▶ [Selected extract]
The Wave MIDI sequencer looks — on the face of it — to be one of the most interesting features of the Audio Tool Works software, as it allows you to integrate 2‑channel wave replay with a MIDI file. Unfortunately, its usefulness is limited by the fact that you cannot record digital audio or edit the MIDI data in the sequencer — it is simply a way of compiling existing MIDI and WAV data into a sequence. This means that it can be used to compile a 'voice over' and a music 'bed' into a single entity but not to create a MIDI performance using a sampled break‑beat as the basic rhythm. This reduces the WaMI sequencer to a slightly different version of the Wave Composer, with the addition of the ability to use up to 32 MIDI files.

The WaMI Event Mixer also looks impressive. It is laid out as an 18‑channel mixer — two digital audio and 16 MIDI channels — allowing you to record both level and MIDI controller changes for a WaMI data file. You can also record a new digital audio track synchronised to the MIDI tracks, but I was unable to get this to work since my 386 PC consistently crashed when I tried to do it. However, it worked OK on a 486 SX, 25Mhz PC. You may need to ensure that the software works with your particular PC. This feature looks as though it could be useful to the musician who wants to add digital audio — say one or two vocal lines — to a MIDI sequence.

In Use

My overall feeling about the software was that it represented a number of good ideas, but in general the implementation was either too fussy or flawed for use in a musical environment — not really surprising, since the system is aimed more at the multimedia market. I found that the software looked impressive but was a tad difficult to use in my PC's usual 800x600 graphics mode. The software also caused the PC to give regular 'General Protection Faults' messages and a number of 'Memory parity error detected, system halted' messages, which indicates to me that the software is still pretty 'flaky'.

I think that most serious users of the sound card for music production will be able to safely ditch the software and replace it with more suitable tools such as Cakewalk, Software Audio Workshop or SeqWin. The software does show you what is possible and could be used for light work, or to give you some basic experience in the issues involved in combining digital audio and MIDI files in the multimedia Windows environment.

▶ [Entries supplied]
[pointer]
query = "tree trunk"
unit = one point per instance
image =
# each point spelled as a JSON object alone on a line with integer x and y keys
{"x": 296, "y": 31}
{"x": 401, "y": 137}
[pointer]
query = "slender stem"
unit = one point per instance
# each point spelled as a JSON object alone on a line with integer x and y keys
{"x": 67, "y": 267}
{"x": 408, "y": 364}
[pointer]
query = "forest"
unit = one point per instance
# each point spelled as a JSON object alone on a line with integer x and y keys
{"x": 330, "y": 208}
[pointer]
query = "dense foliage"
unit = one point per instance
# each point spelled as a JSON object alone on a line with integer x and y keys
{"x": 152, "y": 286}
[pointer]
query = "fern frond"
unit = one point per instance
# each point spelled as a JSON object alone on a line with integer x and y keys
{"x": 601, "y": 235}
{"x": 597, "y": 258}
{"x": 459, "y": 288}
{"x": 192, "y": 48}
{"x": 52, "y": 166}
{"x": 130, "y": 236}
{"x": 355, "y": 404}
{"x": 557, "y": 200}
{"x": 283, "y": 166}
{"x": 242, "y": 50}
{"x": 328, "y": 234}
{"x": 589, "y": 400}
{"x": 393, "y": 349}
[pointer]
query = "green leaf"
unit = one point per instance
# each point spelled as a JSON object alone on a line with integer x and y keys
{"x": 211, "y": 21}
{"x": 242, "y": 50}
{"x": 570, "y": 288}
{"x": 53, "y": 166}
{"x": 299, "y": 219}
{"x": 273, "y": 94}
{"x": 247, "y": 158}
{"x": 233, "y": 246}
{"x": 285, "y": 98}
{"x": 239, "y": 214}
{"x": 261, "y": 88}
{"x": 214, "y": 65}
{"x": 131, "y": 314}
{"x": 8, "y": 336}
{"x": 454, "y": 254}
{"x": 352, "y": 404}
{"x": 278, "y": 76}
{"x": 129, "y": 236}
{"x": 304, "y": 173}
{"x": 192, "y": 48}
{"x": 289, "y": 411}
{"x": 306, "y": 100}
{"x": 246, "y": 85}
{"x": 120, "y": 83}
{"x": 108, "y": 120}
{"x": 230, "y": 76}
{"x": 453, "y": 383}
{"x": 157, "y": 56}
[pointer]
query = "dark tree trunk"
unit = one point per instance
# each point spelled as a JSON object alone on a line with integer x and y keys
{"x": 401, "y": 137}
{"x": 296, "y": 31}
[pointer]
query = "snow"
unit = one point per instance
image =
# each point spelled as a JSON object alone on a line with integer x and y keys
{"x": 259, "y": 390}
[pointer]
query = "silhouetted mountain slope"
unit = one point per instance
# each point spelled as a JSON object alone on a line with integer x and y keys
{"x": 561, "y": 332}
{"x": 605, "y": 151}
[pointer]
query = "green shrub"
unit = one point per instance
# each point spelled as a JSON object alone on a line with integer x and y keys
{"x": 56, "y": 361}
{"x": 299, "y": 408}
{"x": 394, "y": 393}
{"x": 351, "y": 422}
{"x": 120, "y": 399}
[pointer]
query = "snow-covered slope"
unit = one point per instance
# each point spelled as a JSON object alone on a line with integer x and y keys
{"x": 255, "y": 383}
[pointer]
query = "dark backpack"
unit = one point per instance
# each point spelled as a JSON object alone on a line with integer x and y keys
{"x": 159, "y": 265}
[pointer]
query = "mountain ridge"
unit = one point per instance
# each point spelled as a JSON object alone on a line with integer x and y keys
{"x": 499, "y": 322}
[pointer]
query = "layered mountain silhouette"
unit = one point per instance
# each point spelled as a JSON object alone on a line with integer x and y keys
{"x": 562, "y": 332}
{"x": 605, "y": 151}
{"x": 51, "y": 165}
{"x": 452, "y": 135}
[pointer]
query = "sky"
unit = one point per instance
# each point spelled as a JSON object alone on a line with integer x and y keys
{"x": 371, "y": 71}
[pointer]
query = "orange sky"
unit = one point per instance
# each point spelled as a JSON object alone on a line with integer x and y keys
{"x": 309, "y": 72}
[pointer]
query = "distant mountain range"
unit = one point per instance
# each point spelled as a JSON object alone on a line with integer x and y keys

▶ [What the task requires]
In the text on the Audio Tool Works software, how many channels is the WaMI Event Mixer laid out with?

▶ [Response to this exercise]
Eighteen: two digital audio channels and 16 MIDI channels.